THE TASK
From the first line to the last, return the data exactly as written.

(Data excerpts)

• • •

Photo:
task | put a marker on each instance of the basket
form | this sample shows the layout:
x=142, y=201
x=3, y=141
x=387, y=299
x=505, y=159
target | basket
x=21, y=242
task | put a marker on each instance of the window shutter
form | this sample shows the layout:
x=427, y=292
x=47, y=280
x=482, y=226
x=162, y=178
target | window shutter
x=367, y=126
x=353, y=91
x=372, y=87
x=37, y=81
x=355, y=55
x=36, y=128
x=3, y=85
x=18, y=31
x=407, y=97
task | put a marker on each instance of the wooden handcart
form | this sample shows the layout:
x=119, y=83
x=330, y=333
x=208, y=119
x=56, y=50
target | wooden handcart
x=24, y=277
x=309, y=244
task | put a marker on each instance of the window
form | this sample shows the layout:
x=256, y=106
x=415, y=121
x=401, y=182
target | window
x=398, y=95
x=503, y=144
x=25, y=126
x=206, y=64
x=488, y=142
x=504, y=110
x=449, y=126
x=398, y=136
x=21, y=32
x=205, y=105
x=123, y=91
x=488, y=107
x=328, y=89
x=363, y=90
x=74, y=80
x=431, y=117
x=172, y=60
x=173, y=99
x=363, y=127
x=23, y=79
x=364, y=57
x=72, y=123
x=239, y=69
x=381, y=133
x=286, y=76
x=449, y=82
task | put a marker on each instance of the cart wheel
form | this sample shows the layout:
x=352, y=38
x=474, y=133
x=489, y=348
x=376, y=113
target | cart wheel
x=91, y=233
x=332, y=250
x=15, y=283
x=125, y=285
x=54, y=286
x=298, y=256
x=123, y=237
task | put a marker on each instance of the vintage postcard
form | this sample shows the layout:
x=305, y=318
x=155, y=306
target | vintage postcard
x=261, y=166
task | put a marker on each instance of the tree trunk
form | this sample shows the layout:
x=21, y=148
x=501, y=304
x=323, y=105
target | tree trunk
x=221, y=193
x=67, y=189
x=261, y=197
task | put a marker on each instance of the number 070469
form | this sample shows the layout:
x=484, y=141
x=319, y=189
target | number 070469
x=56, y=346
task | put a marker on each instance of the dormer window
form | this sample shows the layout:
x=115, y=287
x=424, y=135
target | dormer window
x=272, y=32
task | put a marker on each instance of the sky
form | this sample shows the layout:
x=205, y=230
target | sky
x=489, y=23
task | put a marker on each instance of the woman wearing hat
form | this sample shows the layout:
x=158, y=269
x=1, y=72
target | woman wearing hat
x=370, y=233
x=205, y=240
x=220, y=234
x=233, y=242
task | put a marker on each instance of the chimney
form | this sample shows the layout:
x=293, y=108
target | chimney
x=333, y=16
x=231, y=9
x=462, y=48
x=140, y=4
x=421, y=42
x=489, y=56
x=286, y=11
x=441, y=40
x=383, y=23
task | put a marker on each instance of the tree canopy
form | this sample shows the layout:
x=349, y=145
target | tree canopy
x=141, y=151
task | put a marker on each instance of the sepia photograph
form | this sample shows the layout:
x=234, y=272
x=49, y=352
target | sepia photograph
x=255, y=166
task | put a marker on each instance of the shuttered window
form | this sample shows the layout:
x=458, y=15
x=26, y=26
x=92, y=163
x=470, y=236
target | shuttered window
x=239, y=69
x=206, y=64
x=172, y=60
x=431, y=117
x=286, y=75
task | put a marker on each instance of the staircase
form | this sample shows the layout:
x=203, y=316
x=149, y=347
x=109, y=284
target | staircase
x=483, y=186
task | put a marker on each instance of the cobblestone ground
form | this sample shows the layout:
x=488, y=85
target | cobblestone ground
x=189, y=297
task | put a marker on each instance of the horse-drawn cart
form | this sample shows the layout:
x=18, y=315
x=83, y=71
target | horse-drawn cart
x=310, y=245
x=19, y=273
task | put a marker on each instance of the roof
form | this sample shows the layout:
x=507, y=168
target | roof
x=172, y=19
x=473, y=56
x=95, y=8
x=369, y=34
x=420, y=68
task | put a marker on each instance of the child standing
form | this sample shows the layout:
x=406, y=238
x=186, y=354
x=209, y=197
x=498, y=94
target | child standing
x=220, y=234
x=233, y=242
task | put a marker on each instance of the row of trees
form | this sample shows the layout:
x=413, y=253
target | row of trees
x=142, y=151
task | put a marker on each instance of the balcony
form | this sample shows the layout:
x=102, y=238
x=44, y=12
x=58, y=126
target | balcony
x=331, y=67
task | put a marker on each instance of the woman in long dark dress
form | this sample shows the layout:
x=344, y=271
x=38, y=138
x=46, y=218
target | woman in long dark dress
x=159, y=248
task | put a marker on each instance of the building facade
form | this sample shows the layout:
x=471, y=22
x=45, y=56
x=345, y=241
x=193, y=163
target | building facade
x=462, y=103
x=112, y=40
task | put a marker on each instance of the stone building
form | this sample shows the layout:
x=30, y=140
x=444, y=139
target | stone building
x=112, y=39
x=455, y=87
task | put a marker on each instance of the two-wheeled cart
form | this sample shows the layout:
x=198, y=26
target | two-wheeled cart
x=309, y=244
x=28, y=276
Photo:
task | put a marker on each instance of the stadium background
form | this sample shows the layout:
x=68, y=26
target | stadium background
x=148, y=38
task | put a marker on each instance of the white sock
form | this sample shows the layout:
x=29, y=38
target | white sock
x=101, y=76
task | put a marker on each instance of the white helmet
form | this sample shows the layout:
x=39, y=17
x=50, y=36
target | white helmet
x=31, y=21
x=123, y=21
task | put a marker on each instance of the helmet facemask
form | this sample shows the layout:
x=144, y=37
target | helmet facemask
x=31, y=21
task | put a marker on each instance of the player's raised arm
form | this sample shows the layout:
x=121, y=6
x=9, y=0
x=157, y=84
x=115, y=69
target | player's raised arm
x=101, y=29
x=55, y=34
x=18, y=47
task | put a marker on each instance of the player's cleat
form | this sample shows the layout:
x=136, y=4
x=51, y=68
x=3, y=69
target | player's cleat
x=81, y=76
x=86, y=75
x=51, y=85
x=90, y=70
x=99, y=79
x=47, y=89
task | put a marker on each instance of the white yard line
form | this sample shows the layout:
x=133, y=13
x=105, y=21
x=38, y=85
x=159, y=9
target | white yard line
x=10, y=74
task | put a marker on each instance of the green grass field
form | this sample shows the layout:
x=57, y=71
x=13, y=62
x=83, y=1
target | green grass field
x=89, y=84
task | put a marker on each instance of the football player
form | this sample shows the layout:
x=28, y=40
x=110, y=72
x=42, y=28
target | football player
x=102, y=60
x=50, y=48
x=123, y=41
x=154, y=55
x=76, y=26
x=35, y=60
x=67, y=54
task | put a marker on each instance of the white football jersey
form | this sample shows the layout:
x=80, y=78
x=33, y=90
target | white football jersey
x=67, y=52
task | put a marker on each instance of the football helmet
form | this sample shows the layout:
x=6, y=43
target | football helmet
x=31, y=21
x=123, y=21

• • •

TASK OUTPUT
Photo:
task | put a marker on each instance of the basket
form | this sample shows the layout:
x=142, y=201
x=3, y=141
x=387, y=299
x=505, y=159
target | basket
x=21, y=242
task | put a marker on each instance of the window shutter
form | this sample shows the layout:
x=427, y=292
x=47, y=280
x=482, y=226
x=162, y=178
target | window shutter
x=367, y=126
x=353, y=91
x=372, y=87
x=37, y=81
x=355, y=55
x=36, y=128
x=3, y=85
x=18, y=31
x=407, y=97
task | put a marker on each instance of the wooden handcart
form | this sample shows the layout:
x=119, y=83
x=330, y=333
x=208, y=119
x=56, y=50
target | wooden handcart
x=24, y=277
x=309, y=244
task | put a marker on each instance of the window
form | this sample shows the layout:
x=256, y=106
x=415, y=121
x=401, y=182
target | window
x=398, y=95
x=503, y=144
x=25, y=126
x=206, y=64
x=488, y=142
x=504, y=110
x=449, y=126
x=398, y=136
x=21, y=32
x=205, y=105
x=123, y=91
x=488, y=107
x=328, y=89
x=363, y=90
x=74, y=80
x=431, y=117
x=172, y=60
x=173, y=99
x=363, y=127
x=23, y=79
x=364, y=57
x=72, y=123
x=239, y=69
x=381, y=133
x=286, y=76
x=449, y=82
task | put a marker on each instance of the cart wheel
form | this sample shows the layout:
x=352, y=38
x=474, y=133
x=489, y=348
x=376, y=113
target | cart wheel
x=91, y=233
x=332, y=250
x=15, y=283
x=125, y=285
x=54, y=286
x=298, y=256
x=123, y=237
task | put a marker on each instance of the vintage postcard
form | this sample shows the layout:
x=305, y=318
x=155, y=306
target | vintage postcard
x=261, y=166
task | put a marker on each instance of the tree trunk
form | this sample shows the layout:
x=21, y=148
x=501, y=304
x=323, y=105
target | tree trunk
x=221, y=193
x=67, y=189
x=261, y=197
task | put a marker on each instance of the number 070469
form | this sample shows the layout:
x=484, y=141
x=319, y=189
target | number 070469
x=56, y=346
task | put a marker on each instance of the dormer window
form | this sample shows the layout:
x=115, y=287
x=424, y=135
target | dormer window
x=272, y=32
task | put a marker on each instance of the sky
form | this sample shows the layout:
x=205, y=230
target | sky
x=489, y=23
task | put a marker on each instance of the woman wearing hat
form | this sample shows the layout:
x=158, y=269
x=1, y=72
target | woman wearing hat
x=370, y=233
x=205, y=240
x=220, y=234
x=233, y=242
task | put a marker on each instance of the chimney
form | this sample shows the layout:
x=293, y=108
target | chimney
x=333, y=16
x=231, y=9
x=462, y=48
x=140, y=4
x=421, y=42
x=489, y=56
x=286, y=11
x=441, y=40
x=383, y=23
task | put a marker on each instance of the tree canopy
form | this sample shows the layout:
x=349, y=145
target | tree canopy
x=141, y=151
task | put a marker on each instance of the sepia photograph
form | this sample shows the layout:
x=234, y=272
x=49, y=352
target | sepia photograph
x=255, y=166
task | put a marker on each instance of the shuttered window
form | this sample shows the layout:
x=458, y=15
x=26, y=26
x=92, y=163
x=470, y=236
target | shuttered window
x=239, y=69
x=206, y=64
x=172, y=60
x=431, y=117
x=286, y=75
task | put a marker on each instance of the staircase
form | this sample shows the layout:
x=203, y=316
x=149, y=347
x=109, y=284
target | staircase
x=483, y=186
task | put a marker on each instance of the cobblestone ground
form | this sample shows the layout:
x=488, y=85
target | cobblestone ground
x=189, y=297
task | put a marker on each instance of the horse-drawn cart
form | this sample shows the layout:
x=18, y=315
x=83, y=71
target | horse-drawn cart
x=310, y=245
x=19, y=273
task | put a marker on each instance of the roof
form | this sample shows the layout:
x=507, y=168
target | roof
x=172, y=19
x=473, y=56
x=95, y=8
x=369, y=34
x=420, y=68
task | put a marker on each instance of the child standing
form | this sample shows the layout:
x=406, y=238
x=186, y=354
x=209, y=197
x=498, y=94
target | child standing
x=220, y=234
x=233, y=242
task | put a marker on each instance of the row of trees
form | this sample shows the layout:
x=413, y=253
target | row of trees
x=142, y=151
task | put a marker on each instance of the balcony
form | this sample shows the layout:
x=102, y=238
x=44, y=12
x=58, y=126
target | balcony
x=331, y=67
task | put a marker on each instance of the woman in long dark dress
form | this sample shows the layout:
x=344, y=271
x=38, y=138
x=46, y=218
target | woman in long dark dress
x=159, y=248
task | put a marker on each instance of the building facade
form | this sample shows the layout:
x=471, y=22
x=45, y=56
x=345, y=241
x=193, y=163
target | building facade
x=462, y=103
x=112, y=40
task | put a marker on each instance of the stone building
form | this sample shows the layout:
x=30, y=140
x=444, y=139
target | stone building
x=112, y=39
x=455, y=87
task | put a marker on each instance of the two-wheeled cart
form | this sample shows the layout:
x=198, y=26
target | two-wheeled cart
x=309, y=244
x=28, y=276
Photo:
task | put a marker on each instance of the stadium background
form | this sample shows the layout:
x=68, y=26
target | stadium background
x=148, y=38
task | put a marker on each instance of the white sock
form | this sample shows the layout:
x=29, y=38
target | white sock
x=101, y=76
task | put a marker on each instance of the white helmet
form | this sample shows the layout:
x=39, y=17
x=50, y=36
target | white helmet
x=31, y=21
x=123, y=21
task | put a marker on each instance of the helmet facemask
form | this sample shows the layout:
x=144, y=37
target | helmet facemask
x=31, y=21
task | put a marker on each instance of the player's raised arm
form | this sample shows the layout:
x=121, y=6
x=9, y=0
x=157, y=84
x=115, y=69
target | player's raised arm
x=101, y=29
x=55, y=34
x=18, y=47
task | put a marker on each instance of the player's cleat
form | this sample shows the layout:
x=136, y=4
x=51, y=68
x=3, y=69
target | player's cleat
x=81, y=76
x=86, y=75
x=51, y=85
x=90, y=70
x=99, y=79
x=47, y=89
task | put a marker on each instance of the white yard line
form | this sample shows the layout:
x=133, y=13
x=105, y=21
x=38, y=85
x=159, y=9
target | white yard line
x=10, y=74
task | put a marker on each instance of the green grass field
form | this sample shows the layout:
x=57, y=71
x=13, y=62
x=83, y=1
target | green grass field
x=89, y=84
task | put a marker on each instance of the football player
form | this sample shows the layout:
x=28, y=40
x=110, y=72
x=42, y=28
target | football player
x=102, y=60
x=50, y=48
x=123, y=41
x=154, y=55
x=76, y=26
x=35, y=60
x=67, y=54
task | put a marker on each instance of the white football jersey
form | this sample shows the layout:
x=80, y=78
x=33, y=90
target | white football jersey
x=67, y=52
task | put a marker on each instance of the football helmet
form | this sample shows the layout:
x=6, y=43
target | football helmet
x=31, y=21
x=123, y=21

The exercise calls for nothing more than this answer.